DOCUMENT TEXT >>

Just checking: are you saying that the M2 and M3 make 8GB/256GB viable, or that they were for the M1 Air too? Because I had an M1 Air with 8GB of RAM for a while, and that thing was painful. I haven't had to be careful about how many tabs I had open in a browser for a long time--but I also haven't had 8GB of RAM in a long time, either.
I’ve had my base M1 since a few months after launch, and the only slowdowns I’ve experienced are when I turn on low power mode. Even then, it’s more that apps are slow to launch, not that they’re unresponsive once open.
I generally have between 4-10 tabs at any given time; how many do you have?
I mean I haven't had it for a couple years because I swapped it for a M1 Max. But a lot more than that, just absentmindedly. Even when they unloaded over time.
Meanwhile, HP elitebook with current AMD chip, 2560xwhatever, 120Hz screen, 1TB of storage, 32GB of ram, both replaceable, 1200€. Comparable macs cost at least twice that, so color me highly unimpressed that twice the price gets you a nice machine.
An HP Elitebook 645 G10 with an AMD Ryzen 5, 1080p display, and 32gb of memory costs exactly $1,919 US Dollars. They're running a sale on the 830, so you could get that for only $100 more than an entry-level Macbook Air, but you'd get a much less powerful CPU, worse battery life, larger frame, and worse screen [1]
Again, I think a lot of people on here have this bubble-sense that laptops are cheaper than they actually are, because its been so long since we've bought laptops. Or something. Laptops are crazy expensive, all of them. And the degree to which Windows OEMs have fallen behind Apple in both pricing and performance is deeply concerning.
If you didn't know anything about laptops and wanted to buy your first one, it would be a nightmare to figure out what all those seemingly random numbers mean on most non-Apple laptops.
Apple continues to simplify the laptop naming scheme, we're at a point where it's simply:
Air OR Pro
Small screen OR big screen
All other details can be configured in the buying flow but there's not much to think about if you just want a simple laptop.

STATED EXERCISE 1 >>
Answer these questions about the laptop discussion, one per line:
(a) How many browser tabs does the owner of the base M1 generally have open?
(b) What is the stated price of the HP Elitebook 645 G10 with an AMD Ryzen 5, 1080p display, and 32gb of memory?
(c) What did the former M1 Air owner swap that machine for?
STATED EXERCISE 2 >> Rewrite the stretch from "An HP Elitebook" through "most non-Apple laptops." in the laptop discussion, putting "PC makers" in place of "Windows OEMs".
STATED EXERCISE 3 >> List every Apple chip designation that the laptop discussion names.

RECORDS PROVIDED >>
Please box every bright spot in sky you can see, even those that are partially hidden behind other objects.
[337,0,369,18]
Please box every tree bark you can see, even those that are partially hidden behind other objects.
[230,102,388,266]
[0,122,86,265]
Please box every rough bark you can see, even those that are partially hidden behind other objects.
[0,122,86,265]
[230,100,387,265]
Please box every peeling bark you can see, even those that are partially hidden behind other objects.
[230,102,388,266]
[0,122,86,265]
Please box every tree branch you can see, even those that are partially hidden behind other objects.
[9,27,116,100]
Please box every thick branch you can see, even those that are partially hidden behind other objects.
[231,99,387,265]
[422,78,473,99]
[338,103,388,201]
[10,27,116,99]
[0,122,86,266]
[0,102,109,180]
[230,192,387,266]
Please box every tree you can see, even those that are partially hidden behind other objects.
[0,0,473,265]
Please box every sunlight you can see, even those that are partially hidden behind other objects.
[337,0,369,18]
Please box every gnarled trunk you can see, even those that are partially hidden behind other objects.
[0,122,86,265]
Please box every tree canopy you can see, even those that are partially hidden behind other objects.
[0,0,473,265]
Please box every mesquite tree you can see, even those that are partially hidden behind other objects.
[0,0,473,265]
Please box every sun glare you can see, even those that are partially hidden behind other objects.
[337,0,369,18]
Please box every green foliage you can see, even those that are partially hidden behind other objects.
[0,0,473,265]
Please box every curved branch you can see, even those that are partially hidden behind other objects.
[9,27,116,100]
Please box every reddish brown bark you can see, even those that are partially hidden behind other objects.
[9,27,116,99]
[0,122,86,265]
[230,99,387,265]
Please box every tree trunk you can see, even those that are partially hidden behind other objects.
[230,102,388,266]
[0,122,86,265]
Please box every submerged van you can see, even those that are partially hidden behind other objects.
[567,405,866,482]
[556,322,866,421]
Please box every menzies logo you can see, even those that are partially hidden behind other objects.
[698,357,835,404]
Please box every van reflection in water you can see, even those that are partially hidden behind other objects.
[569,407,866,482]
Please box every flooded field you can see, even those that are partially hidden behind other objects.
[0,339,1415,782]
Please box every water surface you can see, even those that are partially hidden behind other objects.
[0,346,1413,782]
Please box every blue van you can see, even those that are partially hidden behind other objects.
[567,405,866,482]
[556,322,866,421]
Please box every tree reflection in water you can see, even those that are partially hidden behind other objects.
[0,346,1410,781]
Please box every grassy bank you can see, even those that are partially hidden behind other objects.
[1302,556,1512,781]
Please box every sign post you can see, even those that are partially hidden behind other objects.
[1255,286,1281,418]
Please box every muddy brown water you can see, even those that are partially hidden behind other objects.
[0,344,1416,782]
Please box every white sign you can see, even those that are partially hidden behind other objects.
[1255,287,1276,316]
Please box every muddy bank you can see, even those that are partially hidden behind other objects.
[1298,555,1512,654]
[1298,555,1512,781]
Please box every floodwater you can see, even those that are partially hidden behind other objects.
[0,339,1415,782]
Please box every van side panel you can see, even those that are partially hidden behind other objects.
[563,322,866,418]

TASK ANSWER 1 >>
(a) Between 4 and 10
(b) $1,919 US
(c) An M1 Max

TASK ANSWER 2 >>
An HP Elitebook 645 G10 with an AMD Ryzen 5, 1080p display, and 32gb of memory costs exactly $1,919 US Dollars. They're running a sale on the 830, so you could get that for only $100 more than an entry-level Macbook Air, but you'd get a much less powerful CPU, worse battery life, larger frame, and worse screen [1]
Again, I think a lot of people on here have this bubble-sense that laptops are cheaper than they actually are, because its been so long since we've bought laptops. Or something. Laptops are crazy expensive, all of them. And the degree to which PC makers have fallen behind Apple in both pricing and performance is deeply concerning.
If you didn't know anything about laptops and wanted to buy your first one, it would be a nightmare to figure out what all those seemingly random numbers mean on most non-Apple laptops.

TASK ANSWER 3 >> M1, M2, M3, M1 Max